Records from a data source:
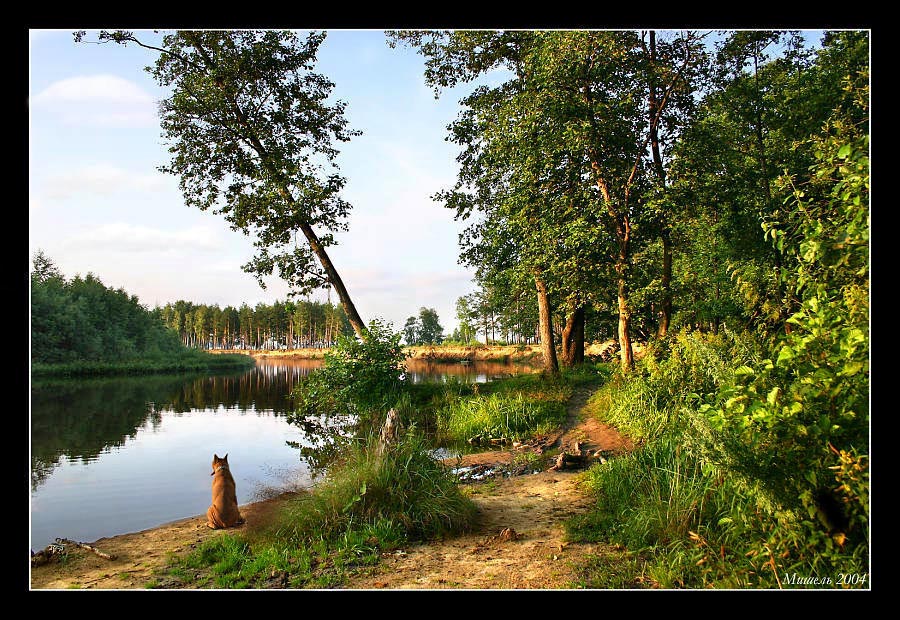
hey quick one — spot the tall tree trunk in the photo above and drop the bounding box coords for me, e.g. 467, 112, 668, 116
534, 270, 560, 375
657, 228, 672, 338
646, 31, 673, 339
561, 301, 585, 367
613, 216, 635, 371
296, 222, 366, 339
589, 156, 635, 373
617, 268, 635, 371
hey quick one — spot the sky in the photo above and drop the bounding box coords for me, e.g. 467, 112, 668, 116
28, 29, 508, 335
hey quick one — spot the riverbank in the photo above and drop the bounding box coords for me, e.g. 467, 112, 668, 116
30, 351, 256, 379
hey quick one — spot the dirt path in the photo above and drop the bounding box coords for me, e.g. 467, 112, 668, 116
30, 384, 632, 590
342, 385, 633, 589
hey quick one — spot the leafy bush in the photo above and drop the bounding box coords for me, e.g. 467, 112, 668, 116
697, 75, 869, 573
290, 318, 407, 421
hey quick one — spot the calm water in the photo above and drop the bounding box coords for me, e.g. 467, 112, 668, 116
29, 357, 535, 551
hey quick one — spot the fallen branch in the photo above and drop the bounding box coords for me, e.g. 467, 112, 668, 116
56, 537, 117, 561
30, 542, 66, 567
548, 447, 611, 471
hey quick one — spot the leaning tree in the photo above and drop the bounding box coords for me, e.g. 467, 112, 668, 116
76, 30, 367, 337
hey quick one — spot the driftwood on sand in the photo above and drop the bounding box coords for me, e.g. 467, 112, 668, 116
31, 538, 116, 568
56, 537, 117, 560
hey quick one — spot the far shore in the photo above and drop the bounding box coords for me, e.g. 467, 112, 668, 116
208, 341, 627, 363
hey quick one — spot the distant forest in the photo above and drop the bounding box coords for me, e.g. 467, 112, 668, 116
30, 250, 354, 366
153, 298, 353, 351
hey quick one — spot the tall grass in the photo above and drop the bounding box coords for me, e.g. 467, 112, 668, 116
274, 432, 478, 544
430, 373, 573, 446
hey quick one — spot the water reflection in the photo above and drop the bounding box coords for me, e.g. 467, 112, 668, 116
30, 358, 537, 490
404, 359, 537, 384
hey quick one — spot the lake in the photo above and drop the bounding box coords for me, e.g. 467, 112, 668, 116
29, 357, 536, 552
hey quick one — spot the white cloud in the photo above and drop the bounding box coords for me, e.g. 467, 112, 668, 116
43, 163, 168, 199
33, 74, 153, 105
64, 223, 221, 254
31, 74, 158, 127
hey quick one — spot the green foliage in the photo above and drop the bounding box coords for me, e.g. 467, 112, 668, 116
292, 319, 407, 418
578, 321, 868, 587
661, 31, 868, 336
402, 307, 445, 345
82, 29, 367, 337
694, 75, 869, 571
287, 319, 408, 470
585, 329, 757, 442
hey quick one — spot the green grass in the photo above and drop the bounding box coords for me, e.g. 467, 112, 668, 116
428, 369, 599, 447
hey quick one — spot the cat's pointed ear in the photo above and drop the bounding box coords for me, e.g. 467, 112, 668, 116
223, 453, 228, 462
214, 454, 220, 460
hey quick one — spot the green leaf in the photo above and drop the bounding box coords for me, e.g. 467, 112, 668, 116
776, 346, 795, 366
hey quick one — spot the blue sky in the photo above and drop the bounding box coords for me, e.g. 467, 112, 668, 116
28, 29, 503, 334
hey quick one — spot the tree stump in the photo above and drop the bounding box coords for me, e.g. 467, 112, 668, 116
377, 408, 402, 456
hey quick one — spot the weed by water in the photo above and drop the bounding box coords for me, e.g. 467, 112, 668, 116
432, 372, 574, 446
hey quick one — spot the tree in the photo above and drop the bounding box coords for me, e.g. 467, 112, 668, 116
394, 30, 702, 372
30, 253, 184, 364
667, 31, 869, 336
417, 307, 444, 345
30, 249, 63, 283
402, 308, 444, 345
453, 295, 477, 344
402, 316, 419, 346
77, 29, 367, 338
392, 30, 566, 373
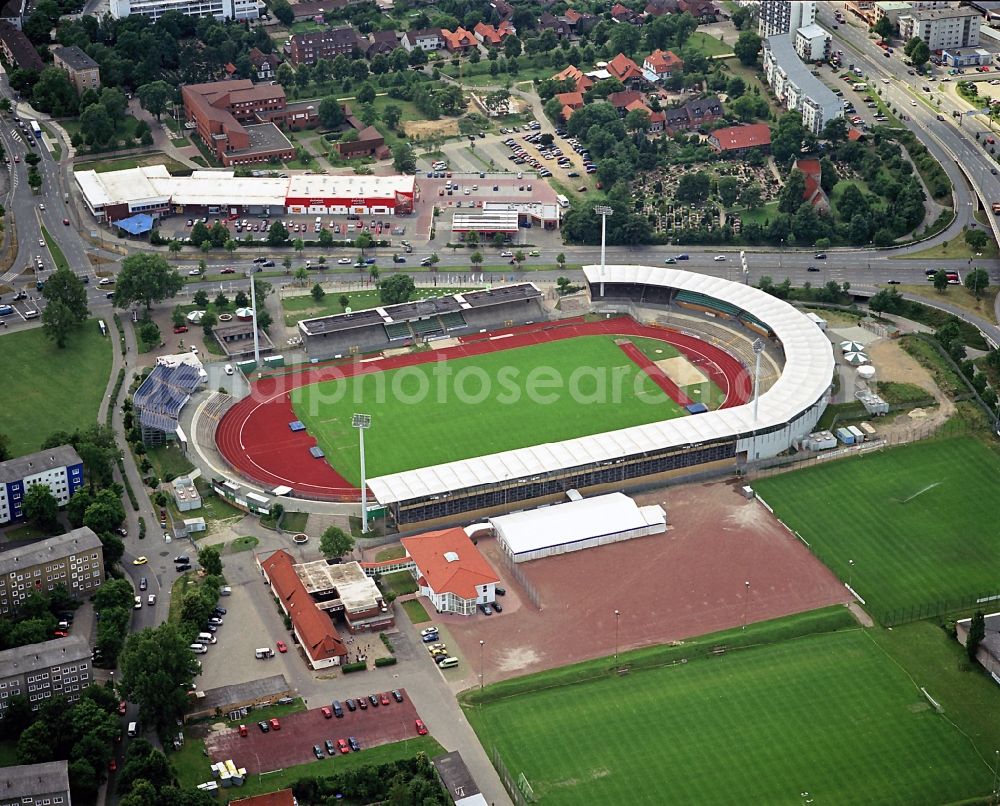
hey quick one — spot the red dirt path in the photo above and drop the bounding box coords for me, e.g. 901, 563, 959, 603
617, 340, 694, 407
215, 317, 753, 499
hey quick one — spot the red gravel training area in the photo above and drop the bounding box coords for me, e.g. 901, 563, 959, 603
618, 340, 693, 407
440, 481, 850, 684
203, 697, 419, 774
214, 317, 752, 498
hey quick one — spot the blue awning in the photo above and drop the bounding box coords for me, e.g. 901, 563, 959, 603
113, 213, 154, 235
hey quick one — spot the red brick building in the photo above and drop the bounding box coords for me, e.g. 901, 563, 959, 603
708, 123, 772, 155
287, 25, 363, 66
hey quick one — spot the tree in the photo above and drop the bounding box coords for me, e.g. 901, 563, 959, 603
267, 221, 289, 246
113, 254, 183, 311
676, 172, 711, 204
200, 310, 217, 337
470, 250, 483, 268
717, 176, 739, 207
624, 107, 650, 134
318, 95, 345, 129
311, 282, 325, 302
193, 290, 208, 307
40, 266, 89, 347
197, 546, 223, 577
392, 143, 416, 174
822, 117, 849, 143
771, 112, 806, 163
100, 88, 127, 127
0, 695, 33, 740
964, 229, 989, 253
874, 15, 894, 40
320, 525, 355, 558
137, 80, 173, 120
339, 294, 350, 310
967, 611, 986, 662
119, 623, 200, 735
79, 103, 114, 148
271, 0, 293, 24
965, 267, 990, 300
294, 266, 309, 285
778, 170, 807, 214
23, 483, 59, 532
733, 31, 762, 66
83, 489, 125, 535
934, 269, 948, 294
382, 104, 402, 131
740, 183, 763, 210
909, 40, 930, 69
378, 274, 415, 305
356, 83, 376, 104
356, 231, 374, 254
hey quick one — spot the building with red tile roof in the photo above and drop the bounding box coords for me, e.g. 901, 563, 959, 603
473, 20, 514, 46
259, 550, 348, 669
556, 90, 585, 120
708, 123, 772, 154
401, 528, 500, 616
608, 89, 646, 112
610, 2, 642, 23
607, 52, 646, 87
643, 48, 684, 80
552, 64, 594, 94
795, 158, 831, 214
441, 26, 478, 53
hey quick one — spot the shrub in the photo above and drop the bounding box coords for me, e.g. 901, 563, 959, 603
374, 656, 397, 668
341, 661, 368, 674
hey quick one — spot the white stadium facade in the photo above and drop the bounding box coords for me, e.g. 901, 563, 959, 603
367, 266, 834, 527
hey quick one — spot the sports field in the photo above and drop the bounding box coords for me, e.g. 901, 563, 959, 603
754, 437, 1000, 620
291, 335, 689, 482
465, 613, 993, 805
0, 322, 112, 454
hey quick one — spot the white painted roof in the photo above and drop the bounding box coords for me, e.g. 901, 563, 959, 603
286, 173, 415, 200
490, 492, 665, 557
366, 265, 834, 505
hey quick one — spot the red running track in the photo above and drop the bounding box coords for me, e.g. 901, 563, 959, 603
214, 317, 753, 500
617, 341, 694, 408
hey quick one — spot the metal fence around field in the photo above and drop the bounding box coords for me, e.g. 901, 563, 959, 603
876, 591, 1000, 628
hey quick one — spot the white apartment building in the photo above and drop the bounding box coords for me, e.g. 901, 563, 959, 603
0, 636, 92, 714
0, 445, 83, 525
763, 34, 843, 135
795, 22, 831, 62
898, 6, 981, 51
758, 0, 815, 37
109, 0, 258, 21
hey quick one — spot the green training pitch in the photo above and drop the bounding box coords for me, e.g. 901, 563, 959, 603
0, 322, 112, 455
465, 626, 993, 805
291, 335, 687, 483
754, 437, 1000, 620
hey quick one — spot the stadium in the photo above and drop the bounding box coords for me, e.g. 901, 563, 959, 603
209, 266, 834, 528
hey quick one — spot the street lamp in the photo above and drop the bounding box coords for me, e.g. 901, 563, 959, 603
479, 639, 485, 689
352, 414, 372, 533
742, 581, 751, 630
848, 559, 855, 590
594, 205, 613, 298
614, 609, 621, 664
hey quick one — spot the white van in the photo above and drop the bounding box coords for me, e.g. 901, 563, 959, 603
190, 643, 207, 654
556, 194, 570, 209
127, 721, 138, 737
438, 656, 459, 669
198, 632, 217, 645
255, 647, 274, 659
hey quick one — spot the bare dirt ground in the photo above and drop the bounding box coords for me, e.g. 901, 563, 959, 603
404, 119, 460, 139
656, 355, 708, 386
863, 339, 954, 438
440, 480, 849, 686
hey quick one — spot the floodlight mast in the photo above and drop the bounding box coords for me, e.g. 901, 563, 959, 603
352, 414, 372, 533
594, 206, 613, 297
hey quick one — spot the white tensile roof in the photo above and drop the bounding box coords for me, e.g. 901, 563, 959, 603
366, 265, 834, 505
489, 492, 665, 557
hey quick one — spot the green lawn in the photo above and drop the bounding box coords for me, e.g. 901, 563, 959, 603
292, 335, 688, 483
0, 323, 112, 455
146, 445, 195, 479
466, 620, 995, 805
400, 598, 430, 624
754, 437, 1000, 622
375, 545, 406, 561
280, 510, 309, 533
171, 734, 444, 798
891, 228, 999, 260
229, 535, 259, 553
688, 30, 733, 57
39, 226, 69, 272
282, 287, 481, 326
380, 570, 418, 598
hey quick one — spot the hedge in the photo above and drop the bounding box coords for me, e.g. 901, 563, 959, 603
341, 661, 368, 674
374, 656, 397, 668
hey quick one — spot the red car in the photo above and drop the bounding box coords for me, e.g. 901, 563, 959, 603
415, 719, 428, 736
379, 692, 390, 706
109, 759, 117, 772
220, 267, 236, 274
321, 706, 332, 718
173, 325, 188, 334
239, 724, 248, 736
269, 718, 280, 731
357, 697, 368, 710
336, 738, 349, 754
276, 640, 287, 653
62, 218, 69, 226
118, 700, 127, 715
53, 630, 68, 638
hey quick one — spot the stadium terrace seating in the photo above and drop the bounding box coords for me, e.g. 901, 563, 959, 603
410, 317, 444, 338
384, 321, 412, 341
439, 312, 468, 331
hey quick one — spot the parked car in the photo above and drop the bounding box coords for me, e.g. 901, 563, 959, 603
379, 692, 390, 706
391, 690, 403, 703
313, 745, 324, 759
415, 719, 428, 736
348, 736, 361, 752
337, 738, 350, 754
324, 739, 335, 755
479, 603, 493, 615
276, 640, 287, 653
368, 694, 379, 707
420, 627, 439, 637
258, 721, 269, 733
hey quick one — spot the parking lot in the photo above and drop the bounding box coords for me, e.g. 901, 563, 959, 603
203, 694, 421, 774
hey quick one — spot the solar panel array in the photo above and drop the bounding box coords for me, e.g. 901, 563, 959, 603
135, 363, 202, 432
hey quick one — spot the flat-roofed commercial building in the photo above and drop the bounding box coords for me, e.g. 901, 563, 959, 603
110, 0, 258, 21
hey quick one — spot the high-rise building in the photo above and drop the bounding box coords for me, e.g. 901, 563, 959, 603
0, 636, 93, 714
0, 528, 104, 615
0, 445, 83, 526
758, 1, 816, 38
898, 6, 980, 51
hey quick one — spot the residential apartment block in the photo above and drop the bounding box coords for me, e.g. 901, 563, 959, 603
109, 0, 257, 21
763, 34, 842, 135
0, 528, 104, 615
758, 0, 816, 38
287, 26, 362, 65
0, 635, 93, 714
0, 20, 41, 71
52, 45, 101, 93
0, 760, 72, 806
898, 6, 980, 51
794, 22, 831, 62
0, 445, 83, 526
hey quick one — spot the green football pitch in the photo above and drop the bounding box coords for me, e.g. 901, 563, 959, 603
466, 622, 994, 805
754, 437, 1000, 621
291, 335, 693, 483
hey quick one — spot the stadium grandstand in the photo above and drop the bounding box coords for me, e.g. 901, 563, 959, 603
366, 266, 834, 527
298, 282, 544, 360
133, 359, 205, 446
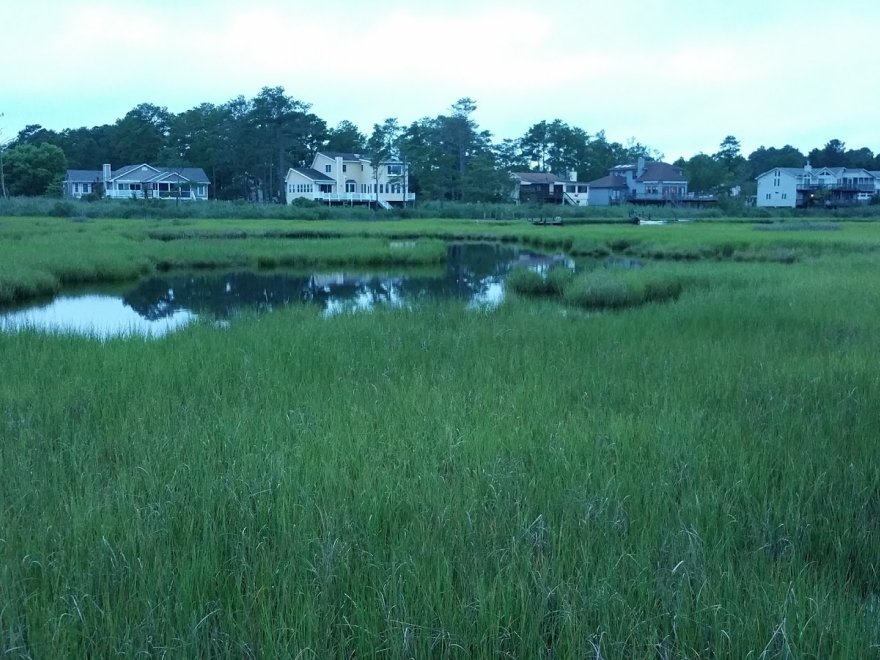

WHAT IS REQUIRED: Only an exact copy belongs in the answer: the lines from the one containing "hey quick one — spot the parking" through the end of the records, both ends included, minus the pictures.

EXERCISE OUTPUT:
hey quick one — spot the parking lot in the photo above and drop the bounding box coords for me, e.g. 901, 563, 959, 603
203, 694, 421, 774
hey quick one — spot the solar panel array in the photo above and drop the bounding box coords for me, e.g. 901, 563, 959, 603
135, 363, 202, 432
hey quick one — spot the flat-roofed commercial building in the photo above and drop the bounding box coords for me, e.g. 901, 563, 959, 603
110, 0, 258, 21
hey quick one — spot the high-rise building in the photo above and drop the bounding box coords for me, e.g. 901, 563, 959, 603
0, 636, 93, 714
0, 528, 104, 615
0, 445, 83, 526
758, 1, 816, 38
898, 6, 980, 51
hey quick one — spot the residential apartment block in the photo above and drop the bounding box coords for me, e.g. 901, 563, 959, 603
109, 0, 257, 21
763, 34, 842, 135
0, 528, 104, 615
758, 0, 816, 38
287, 26, 362, 65
0, 635, 93, 714
0, 20, 41, 71
52, 45, 101, 93
0, 760, 72, 806
898, 6, 980, 51
794, 22, 831, 62
0, 445, 83, 526
hey quick one — spot the green football pitch in the photo above and drop the bounding box coords for me, e.g. 901, 563, 959, 603
466, 622, 994, 805
754, 437, 1000, 621
291, 335, 693, 483
hey quick one — spot the stadium grandstand in the photo above and drop the bounding box coords for me, e.g. 901, 563, 959, 603
366, 266, 834, 527
298, 282, 544, 360
133, 359, 205, 446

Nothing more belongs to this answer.